What you should do
The entries that follow should be written out exactly.

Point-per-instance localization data
◆ ◆ ◆ ◆

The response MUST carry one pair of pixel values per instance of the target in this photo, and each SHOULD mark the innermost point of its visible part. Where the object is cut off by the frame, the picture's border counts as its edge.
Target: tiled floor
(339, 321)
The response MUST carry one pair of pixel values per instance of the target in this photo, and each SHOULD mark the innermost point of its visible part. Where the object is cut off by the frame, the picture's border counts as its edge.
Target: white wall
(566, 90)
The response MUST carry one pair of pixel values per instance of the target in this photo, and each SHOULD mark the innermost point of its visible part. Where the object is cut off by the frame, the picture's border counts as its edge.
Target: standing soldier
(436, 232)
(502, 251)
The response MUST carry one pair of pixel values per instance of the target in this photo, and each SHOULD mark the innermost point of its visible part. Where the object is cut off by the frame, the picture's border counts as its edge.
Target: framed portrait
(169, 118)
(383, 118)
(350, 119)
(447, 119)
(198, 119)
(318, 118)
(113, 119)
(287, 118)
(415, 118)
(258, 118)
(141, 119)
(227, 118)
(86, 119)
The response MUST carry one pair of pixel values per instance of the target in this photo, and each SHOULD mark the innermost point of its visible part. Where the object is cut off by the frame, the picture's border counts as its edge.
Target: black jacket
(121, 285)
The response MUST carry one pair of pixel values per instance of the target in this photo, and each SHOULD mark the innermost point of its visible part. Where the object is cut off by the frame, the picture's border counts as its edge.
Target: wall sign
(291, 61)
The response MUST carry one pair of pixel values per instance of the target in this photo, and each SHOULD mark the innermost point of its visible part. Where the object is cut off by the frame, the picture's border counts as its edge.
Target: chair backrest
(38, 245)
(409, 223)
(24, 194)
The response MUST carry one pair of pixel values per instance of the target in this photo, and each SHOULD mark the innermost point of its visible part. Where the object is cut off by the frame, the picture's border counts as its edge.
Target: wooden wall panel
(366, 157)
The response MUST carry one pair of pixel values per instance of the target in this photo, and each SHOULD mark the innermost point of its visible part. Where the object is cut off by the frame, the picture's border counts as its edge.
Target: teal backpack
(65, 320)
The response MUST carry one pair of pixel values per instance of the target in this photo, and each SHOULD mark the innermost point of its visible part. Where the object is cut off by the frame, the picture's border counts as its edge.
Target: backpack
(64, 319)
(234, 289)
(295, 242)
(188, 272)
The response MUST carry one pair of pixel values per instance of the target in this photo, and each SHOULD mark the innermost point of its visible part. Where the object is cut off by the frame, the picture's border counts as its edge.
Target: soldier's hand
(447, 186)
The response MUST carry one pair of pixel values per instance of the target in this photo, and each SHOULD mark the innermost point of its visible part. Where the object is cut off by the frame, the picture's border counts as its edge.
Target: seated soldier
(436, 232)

◆ ◆ ◆ ◆

Answer
The response MUST carry one pair of pixel values per instance of the target in this photo, and each SHOULD mark the innermost point of its visible part. Where the object is cut off by the frame, the picture's border counts as its edge.
Target: tiled floor
(339, 321)
The response MUST carry one pair of pixel values per instance of the target in this photo, and each SHOULD mark the innermost point of its visible part. Where the object is cut off by the frame, the picture's border counts as its edge.
Target: white wall
(566, 90)
The response MUST carry one pair of pixel values per instance of the target in this photo, and each SHOULD mark the innermost point of its visible part. Where the object is cut off by the frame, the picture's border counts as its edge.
Target: standing soldier
(436, 232)
(502, 251)
The response MUST carry one pair of pixel values per instance of the target in this photo, and each SHOULD mark the innermost point of its visible part. Where the object is cut off by the frame, the picture's border counts as its edge.
Target: framed portrait
(169, 118)
(383, 118)
(350, 119)
(447, 119)
(198, 119)
(318, 118)
(113, 119)
(287, 118)
(415, 118)
(258, 118)
(141, 119)
(227, 118)
(86, 119)
The response MUST carry one pair of pixel values per instance of the target in this photo, and each SHOULD mark the innermost point of its visible part. Where the object is cut off by the frame, the picture's border counts as its edge.
Target: black jacket
(121, 285)
The response MUST carry one pair of pixel values per instance of the target in this photo, and each SHOULD mark the innermost point of its visible part. Where the object is cut off by the frame, the picture's border counts as its edge.
Target: wall sign
(291, 61)
The response MUST carry one pair of pixel values per instance of the target in this photo, and each SHOULD mark the innermost point of its visible part. Where the object is cut off by the frame, the picture's border counts as its edge.
Target: chair backrest
(38, 245)
(409, 223)
(24, 194)
The response MUST carry one pair of pixel values per instance of the target in this photo, and each SHOULD mark the innermost point of its visible part. Where the object is cut off by the frame, the picture's border counts as its edge.
Target: wooden wall panel
(366, 157)
The response MUST carry one pair of pixel values per instance of the target in this photo, and each SHOULD mark the innermost point of its visible part. Where the object is cut off by the frame, the picture's border counts as its edge.
Target: teal backpack
(65, 320)
The response MUST carry one pair of pixel values per instance of the target in this photo, and each SHOULD mark the innermost point of its visible part. Where the object is cut off by the frame, the picture's border counts as its edge.
Target: backpack
(64, 319)
(234, 289)
(295, 242)
(188, 272)
The response MUST carry one pair of pixel values per instance of the target in this photo, and each SHOULD mark the innermost point of its visible part. Where the object is cut off by the frame, the picture's border counts as its edge.
Target: soldier's hand
(447, 186)
The response MUST carry one pair of pixel values per instance of the target in this photo, and each SHOULD mark the innermost point of its visible part. Where the object is cut off by the frame, the picture's border counts as its edge.
Target: seated soldier
(436, 232)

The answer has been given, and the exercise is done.